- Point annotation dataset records
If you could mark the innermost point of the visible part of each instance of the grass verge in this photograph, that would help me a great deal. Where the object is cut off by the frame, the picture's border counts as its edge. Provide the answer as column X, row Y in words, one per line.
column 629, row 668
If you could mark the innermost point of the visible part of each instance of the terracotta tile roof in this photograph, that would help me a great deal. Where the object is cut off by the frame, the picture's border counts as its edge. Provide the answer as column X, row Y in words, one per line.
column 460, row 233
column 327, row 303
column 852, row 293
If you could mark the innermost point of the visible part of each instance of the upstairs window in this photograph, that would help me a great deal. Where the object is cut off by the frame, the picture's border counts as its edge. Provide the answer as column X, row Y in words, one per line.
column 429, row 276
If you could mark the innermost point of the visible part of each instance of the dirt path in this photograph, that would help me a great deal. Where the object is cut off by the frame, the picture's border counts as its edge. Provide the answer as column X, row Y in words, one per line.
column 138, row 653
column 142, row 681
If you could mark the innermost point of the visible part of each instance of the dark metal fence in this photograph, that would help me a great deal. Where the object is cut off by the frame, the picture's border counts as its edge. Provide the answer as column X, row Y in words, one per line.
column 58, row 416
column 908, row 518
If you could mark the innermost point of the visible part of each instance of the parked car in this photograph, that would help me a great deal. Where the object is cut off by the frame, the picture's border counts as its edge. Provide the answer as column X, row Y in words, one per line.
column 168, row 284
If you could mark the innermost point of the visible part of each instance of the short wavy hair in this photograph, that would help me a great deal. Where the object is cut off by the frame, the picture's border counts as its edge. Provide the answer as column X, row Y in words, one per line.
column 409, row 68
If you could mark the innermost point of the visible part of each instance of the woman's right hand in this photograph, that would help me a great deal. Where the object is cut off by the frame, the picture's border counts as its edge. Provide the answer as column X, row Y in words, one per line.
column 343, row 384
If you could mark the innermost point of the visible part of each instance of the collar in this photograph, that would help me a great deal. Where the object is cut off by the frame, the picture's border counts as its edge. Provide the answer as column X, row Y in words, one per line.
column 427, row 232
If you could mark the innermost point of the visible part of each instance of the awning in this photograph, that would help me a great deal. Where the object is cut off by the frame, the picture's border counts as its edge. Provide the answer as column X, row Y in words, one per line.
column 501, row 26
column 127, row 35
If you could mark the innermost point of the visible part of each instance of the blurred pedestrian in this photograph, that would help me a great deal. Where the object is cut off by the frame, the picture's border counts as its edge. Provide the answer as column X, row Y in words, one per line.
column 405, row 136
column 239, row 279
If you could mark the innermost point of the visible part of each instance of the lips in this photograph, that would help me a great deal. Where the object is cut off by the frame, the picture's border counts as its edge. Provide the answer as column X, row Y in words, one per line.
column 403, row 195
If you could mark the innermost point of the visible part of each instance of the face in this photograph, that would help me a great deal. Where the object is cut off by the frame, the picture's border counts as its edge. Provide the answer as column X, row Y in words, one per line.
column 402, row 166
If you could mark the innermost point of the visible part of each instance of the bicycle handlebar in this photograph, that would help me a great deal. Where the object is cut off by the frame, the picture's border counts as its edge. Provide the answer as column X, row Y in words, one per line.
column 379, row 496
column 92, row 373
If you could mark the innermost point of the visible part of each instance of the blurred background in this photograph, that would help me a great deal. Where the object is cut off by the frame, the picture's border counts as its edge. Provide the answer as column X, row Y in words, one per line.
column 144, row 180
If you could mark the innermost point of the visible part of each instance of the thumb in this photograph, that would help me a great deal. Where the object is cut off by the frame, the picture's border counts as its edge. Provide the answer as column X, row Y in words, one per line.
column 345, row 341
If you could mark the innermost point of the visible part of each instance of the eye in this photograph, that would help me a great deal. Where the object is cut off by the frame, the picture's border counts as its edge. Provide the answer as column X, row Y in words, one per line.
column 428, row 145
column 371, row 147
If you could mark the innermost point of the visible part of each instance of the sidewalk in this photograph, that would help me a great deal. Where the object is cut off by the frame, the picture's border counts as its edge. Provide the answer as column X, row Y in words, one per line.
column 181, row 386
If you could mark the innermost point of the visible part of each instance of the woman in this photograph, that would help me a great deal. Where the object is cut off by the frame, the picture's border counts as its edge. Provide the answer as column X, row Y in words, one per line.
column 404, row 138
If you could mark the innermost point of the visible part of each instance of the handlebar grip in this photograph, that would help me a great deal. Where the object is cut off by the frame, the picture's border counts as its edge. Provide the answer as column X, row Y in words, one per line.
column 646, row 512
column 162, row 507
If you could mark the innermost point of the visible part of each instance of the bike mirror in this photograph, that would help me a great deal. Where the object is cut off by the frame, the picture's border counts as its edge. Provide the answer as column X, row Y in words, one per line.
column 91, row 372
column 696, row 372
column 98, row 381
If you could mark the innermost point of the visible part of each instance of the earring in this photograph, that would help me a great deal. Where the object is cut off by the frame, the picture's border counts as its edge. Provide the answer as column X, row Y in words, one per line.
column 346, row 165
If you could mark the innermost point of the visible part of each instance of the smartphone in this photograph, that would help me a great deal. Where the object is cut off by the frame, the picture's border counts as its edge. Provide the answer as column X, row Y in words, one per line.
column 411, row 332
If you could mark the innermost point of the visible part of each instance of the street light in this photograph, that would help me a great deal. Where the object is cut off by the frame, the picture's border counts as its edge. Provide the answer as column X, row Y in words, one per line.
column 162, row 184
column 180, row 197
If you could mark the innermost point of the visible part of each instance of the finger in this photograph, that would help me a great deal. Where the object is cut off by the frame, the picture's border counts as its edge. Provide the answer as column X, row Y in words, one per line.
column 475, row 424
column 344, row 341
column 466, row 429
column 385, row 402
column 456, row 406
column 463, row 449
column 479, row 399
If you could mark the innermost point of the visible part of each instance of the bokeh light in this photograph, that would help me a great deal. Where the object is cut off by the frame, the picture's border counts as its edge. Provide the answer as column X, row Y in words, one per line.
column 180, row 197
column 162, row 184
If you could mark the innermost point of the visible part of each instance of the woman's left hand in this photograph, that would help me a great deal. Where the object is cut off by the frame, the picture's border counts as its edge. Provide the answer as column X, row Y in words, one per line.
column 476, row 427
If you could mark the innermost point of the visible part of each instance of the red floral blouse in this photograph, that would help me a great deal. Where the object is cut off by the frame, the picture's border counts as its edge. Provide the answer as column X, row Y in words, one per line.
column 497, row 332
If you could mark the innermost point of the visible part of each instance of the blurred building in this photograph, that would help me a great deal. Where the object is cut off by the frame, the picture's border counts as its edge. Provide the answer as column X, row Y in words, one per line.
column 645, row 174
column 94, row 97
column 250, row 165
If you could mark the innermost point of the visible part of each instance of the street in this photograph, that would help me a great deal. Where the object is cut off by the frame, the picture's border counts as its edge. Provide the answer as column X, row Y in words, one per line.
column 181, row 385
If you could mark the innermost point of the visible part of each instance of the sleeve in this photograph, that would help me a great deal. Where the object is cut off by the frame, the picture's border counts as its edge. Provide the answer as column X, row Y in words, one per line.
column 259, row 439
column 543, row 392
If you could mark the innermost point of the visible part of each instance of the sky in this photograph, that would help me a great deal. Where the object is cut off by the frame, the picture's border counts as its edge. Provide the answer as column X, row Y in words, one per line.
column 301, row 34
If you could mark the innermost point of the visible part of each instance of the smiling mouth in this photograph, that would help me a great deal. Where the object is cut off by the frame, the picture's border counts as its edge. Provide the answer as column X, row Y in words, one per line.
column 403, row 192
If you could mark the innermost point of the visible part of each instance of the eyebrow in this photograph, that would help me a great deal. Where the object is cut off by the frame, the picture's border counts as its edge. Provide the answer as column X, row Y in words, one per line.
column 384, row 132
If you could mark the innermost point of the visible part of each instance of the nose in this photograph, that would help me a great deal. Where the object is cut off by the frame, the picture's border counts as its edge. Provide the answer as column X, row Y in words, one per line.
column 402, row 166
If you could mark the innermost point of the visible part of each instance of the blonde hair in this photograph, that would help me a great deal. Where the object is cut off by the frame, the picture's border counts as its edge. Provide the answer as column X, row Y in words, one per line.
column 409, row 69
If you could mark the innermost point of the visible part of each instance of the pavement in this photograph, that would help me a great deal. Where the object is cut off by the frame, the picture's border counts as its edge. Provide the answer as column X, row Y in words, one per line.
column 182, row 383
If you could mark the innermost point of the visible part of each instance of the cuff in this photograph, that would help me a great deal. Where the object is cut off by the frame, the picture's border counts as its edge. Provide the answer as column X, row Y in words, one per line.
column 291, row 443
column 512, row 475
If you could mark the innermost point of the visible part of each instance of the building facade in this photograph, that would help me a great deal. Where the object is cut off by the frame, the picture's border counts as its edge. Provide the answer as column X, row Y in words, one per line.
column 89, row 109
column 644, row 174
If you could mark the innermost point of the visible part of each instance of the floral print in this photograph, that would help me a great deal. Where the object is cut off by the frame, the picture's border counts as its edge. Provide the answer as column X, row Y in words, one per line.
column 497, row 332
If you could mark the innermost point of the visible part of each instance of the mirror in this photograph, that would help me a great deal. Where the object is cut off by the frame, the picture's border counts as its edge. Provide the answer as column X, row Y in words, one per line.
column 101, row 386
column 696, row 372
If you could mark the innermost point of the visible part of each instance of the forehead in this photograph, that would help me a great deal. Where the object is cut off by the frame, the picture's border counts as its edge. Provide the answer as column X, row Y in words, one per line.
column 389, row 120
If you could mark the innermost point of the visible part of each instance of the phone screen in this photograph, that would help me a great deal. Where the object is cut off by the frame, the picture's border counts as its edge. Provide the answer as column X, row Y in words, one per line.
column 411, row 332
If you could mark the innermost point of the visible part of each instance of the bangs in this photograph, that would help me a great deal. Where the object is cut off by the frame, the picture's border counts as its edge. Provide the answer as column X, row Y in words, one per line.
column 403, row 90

- Work to be completed
Reproduce the lines of the data above verbatim, beginning at the line that contains "of the building" and ending after the line that contains "column 389, row 120".

- Complete output
If you could mark the innermost point of the visible part of each instance of the building facade in this photograph, that would help me a great deal. Where the object is cut off by the frame, the picture's border counts as its edge. Provide the answer as column X, row Y in words, one per line.
column 89, row 109
column 644, row 174
If you could mark the innermost point of the visible part of each instance of the floral print in this photograph, that would help me a great deal. Where the object is cut off by the frame, the picture's border counts as its edge. Provide the answer as column X, row Y in words, one per line.
column 497, row 332
If you could mark the innermost point of the visible part of each instance of the mirror in this photograph, that would help me a great deal. Where the object is cut off by the frame, the picture's border counts as its edge. Provide the answer as column X, row Y in words, one per line.
column 101, row 386
column 696, row 372
If you could mark the innermost point of the visible part of each instance of the forehead in this photograph, that would help me a great deal. Where the object is cut off by the frame, the picture's border counts as its edge. Provide the answer as column X, row Y in words, one per line.
column 389, row 120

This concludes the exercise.